_SET TASK A_
In the passage about joint resolutions, what does the writer say a joint resolution is in parliamentary language?

XXV. It is said that under the rules of the General Assembly there is no authority for enrolling the joint resolution. I may here call attention to the fact that, in parliamentary language which is introduced into the constitution, and, of course, used in the rules of the General Assembly, a joint resolution is a bill; that it is so regarded by parliamentary law; that from the beginning of our existence as a territory to the present day all joint resolutions have been approved by the governor, after having been signed by the presiding officers of the General Assembly, and enrolled. And it may be further added, that all amendments of the constitution, proposed or adopted, have been in the same manner authenticated, approved and enrolled. I wonder to hear this court say, that there is no law requiring joint resolutions to be signed by the presiding officers of the two houses, approved by the governor and enrolled.
XXVI. I am surprised to read in the majority opinion the assertion that "it is impossible to determine from the house journal that the senate substitute ever passed the house. It seems fairly inferable from the house journal, pages 502-3, that the house re-adopted the original Harvey resolution, denominating it the senate amendment." All the foundation there is for this remark is the fact that, upon the return to the house of the substitute for the Harvey resolution, that resolution is set out by way of designating it in showing that a substitute to it had been returned from the senate, and it is expressly shown that the senate substitute did pass.

(Labeled contour entries)

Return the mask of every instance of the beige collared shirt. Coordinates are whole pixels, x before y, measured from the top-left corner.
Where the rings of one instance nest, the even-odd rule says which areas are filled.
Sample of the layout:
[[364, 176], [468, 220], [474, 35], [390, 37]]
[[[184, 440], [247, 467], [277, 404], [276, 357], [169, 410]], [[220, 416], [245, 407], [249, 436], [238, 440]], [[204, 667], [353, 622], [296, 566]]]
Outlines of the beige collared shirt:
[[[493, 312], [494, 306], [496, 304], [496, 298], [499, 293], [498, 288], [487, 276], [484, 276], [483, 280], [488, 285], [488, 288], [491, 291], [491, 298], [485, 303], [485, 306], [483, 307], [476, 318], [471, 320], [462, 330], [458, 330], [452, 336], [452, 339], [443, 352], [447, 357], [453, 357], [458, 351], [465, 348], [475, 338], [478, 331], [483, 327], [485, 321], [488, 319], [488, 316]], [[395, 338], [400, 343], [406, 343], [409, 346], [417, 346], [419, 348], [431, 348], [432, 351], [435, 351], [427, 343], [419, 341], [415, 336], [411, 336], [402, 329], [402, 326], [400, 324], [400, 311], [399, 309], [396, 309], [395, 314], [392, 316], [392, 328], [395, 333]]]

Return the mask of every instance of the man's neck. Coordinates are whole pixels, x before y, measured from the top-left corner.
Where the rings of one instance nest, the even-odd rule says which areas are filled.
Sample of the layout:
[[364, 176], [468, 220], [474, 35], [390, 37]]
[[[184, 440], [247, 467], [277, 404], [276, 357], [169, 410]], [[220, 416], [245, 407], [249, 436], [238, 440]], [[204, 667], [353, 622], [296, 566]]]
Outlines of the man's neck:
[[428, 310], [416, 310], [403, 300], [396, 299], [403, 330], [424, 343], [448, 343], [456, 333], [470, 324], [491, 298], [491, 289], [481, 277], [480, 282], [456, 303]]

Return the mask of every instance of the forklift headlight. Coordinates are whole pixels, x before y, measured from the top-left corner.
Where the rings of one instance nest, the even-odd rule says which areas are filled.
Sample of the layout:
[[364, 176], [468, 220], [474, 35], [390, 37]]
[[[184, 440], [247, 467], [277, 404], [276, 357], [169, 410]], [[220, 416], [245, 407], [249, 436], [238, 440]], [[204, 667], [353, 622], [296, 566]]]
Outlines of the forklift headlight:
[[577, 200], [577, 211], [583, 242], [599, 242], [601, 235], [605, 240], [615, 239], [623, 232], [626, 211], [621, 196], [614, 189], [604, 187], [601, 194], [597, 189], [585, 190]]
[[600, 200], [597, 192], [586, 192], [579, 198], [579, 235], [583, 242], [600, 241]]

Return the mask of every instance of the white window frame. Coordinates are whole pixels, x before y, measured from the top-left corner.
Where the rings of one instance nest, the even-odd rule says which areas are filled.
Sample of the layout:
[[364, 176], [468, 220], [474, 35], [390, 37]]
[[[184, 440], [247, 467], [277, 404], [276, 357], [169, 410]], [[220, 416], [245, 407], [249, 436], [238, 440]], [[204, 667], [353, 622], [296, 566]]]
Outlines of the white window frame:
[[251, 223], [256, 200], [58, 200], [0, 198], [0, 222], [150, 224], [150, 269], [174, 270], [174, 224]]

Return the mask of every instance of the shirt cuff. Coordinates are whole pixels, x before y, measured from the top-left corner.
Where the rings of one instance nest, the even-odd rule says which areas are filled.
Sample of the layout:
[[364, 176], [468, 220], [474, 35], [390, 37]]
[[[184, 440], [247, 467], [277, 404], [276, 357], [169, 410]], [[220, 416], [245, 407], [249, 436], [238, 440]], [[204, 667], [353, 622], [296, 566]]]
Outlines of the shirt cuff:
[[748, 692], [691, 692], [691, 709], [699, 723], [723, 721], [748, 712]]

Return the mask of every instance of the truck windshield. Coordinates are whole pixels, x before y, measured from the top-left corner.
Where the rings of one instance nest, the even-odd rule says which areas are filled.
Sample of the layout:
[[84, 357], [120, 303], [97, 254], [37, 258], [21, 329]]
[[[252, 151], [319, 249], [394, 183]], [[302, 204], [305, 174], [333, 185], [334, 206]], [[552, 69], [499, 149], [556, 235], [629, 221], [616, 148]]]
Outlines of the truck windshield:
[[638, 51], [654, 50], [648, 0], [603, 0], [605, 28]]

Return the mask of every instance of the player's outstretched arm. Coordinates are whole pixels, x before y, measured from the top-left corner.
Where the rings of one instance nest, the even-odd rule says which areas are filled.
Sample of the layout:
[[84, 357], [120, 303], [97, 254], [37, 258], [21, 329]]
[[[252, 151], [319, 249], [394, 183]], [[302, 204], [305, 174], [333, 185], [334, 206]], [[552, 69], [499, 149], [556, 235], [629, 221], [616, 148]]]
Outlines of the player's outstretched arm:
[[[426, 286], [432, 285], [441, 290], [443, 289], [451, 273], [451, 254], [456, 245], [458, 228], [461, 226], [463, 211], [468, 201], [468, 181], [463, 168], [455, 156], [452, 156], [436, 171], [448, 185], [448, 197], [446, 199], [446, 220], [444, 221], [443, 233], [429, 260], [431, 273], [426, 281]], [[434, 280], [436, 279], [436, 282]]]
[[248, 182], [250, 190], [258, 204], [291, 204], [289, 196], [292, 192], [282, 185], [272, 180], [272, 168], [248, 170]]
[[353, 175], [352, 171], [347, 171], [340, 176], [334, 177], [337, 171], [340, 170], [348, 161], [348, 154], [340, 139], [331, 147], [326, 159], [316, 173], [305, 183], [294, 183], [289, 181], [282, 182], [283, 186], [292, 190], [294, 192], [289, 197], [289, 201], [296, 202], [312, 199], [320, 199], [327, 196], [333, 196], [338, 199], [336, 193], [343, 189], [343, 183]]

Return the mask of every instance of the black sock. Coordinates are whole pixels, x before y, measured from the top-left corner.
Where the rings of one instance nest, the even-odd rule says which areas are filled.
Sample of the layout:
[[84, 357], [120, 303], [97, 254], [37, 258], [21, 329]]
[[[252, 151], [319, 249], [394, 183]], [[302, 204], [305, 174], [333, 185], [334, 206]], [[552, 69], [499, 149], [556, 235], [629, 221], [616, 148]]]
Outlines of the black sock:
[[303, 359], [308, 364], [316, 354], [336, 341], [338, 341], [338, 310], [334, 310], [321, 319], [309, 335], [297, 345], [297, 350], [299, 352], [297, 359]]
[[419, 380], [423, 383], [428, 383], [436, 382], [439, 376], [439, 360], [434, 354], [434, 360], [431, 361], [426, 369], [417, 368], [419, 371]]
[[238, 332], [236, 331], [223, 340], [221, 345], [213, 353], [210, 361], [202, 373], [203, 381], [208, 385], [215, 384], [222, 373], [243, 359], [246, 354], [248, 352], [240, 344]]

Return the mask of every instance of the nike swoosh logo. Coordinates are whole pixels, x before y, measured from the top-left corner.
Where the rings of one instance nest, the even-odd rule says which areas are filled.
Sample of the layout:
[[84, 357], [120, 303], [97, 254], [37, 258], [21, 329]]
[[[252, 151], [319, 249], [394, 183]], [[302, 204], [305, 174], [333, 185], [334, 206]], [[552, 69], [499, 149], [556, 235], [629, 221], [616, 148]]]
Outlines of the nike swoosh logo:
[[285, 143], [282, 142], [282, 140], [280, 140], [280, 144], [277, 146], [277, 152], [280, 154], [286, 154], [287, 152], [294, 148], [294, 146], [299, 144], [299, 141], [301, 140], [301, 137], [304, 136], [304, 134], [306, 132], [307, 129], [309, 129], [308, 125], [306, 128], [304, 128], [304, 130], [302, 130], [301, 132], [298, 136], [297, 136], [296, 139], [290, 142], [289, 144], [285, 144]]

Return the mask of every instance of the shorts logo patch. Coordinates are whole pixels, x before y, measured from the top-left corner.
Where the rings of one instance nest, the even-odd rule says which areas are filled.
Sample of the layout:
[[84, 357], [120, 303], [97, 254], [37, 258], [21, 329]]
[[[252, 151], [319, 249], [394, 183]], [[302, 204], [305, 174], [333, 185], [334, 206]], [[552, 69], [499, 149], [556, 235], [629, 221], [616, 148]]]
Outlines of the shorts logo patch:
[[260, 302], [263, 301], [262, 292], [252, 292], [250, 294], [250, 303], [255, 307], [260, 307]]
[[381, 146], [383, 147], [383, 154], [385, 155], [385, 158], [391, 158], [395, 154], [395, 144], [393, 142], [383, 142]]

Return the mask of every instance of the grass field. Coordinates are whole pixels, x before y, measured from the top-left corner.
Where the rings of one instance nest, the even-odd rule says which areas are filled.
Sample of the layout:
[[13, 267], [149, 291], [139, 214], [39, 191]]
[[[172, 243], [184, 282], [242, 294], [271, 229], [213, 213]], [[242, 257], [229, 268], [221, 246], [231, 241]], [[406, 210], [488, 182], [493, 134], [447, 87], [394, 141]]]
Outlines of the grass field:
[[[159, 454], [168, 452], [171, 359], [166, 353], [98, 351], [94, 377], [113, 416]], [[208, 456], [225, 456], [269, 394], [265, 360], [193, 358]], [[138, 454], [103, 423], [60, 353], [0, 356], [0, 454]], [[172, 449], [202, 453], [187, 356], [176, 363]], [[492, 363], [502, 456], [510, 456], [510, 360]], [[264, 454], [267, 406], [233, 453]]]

_SET TASK B_
Transcribe the listing from its first line up to and including the line that contains "328], [395, 333]]]".

_EXERCISE SOLUTION A_
A bill.

_EXERCISE SOLUTION B_
Return the mask of every instance of the beige collared shirt. Coordinates are whole pixels, x before y, measured from the top-left corner.
Where the rings of one instance nest, the even-odd rule says which areas are filled.
Sample of the layout:
[[364, 176], [468, 220], [474, 35], [390, 37]]
[[[184, 440], [247, 467], [277, 404], [276, 357], [169, 410]], [[220, 416], [245, 407], [249, 436], [238, 440]], [[204, 667], [353, 622], [296, 566]]]
Outlines of the beige collared shirt:
[[[493, 312], [494, 306], [496, 304], [496, 298], [499, 293], [498, 288], [487, 276], [484, 276], [483, 280], [488, 285], [488, 288], [491, 291], [491, 298], [485, 303], [485, 306], [483, 307], [476, 318], [471, 320], [462, 330], [458, 330], [452, 336], [452, 339], [443, 352], [447, 357], [453, 357], [458, 351], [465, 348], [475, 338], [478, 331], [483, 327], [485, 321], [488, 319], [488, 316]], [[395, 338], [400, 343], [406, 343], [409, 346], [417, 346], [419, 348], [431, 348], [432, 351], [435, 351], [427, 343], [419, 341], [415, 336], [411, 336], [402, 329], [402, 326], [400, 324], [400, 311], [399, 309], [396, 309], [395, 314], [392, 316], [392, 328], [395, 333]]]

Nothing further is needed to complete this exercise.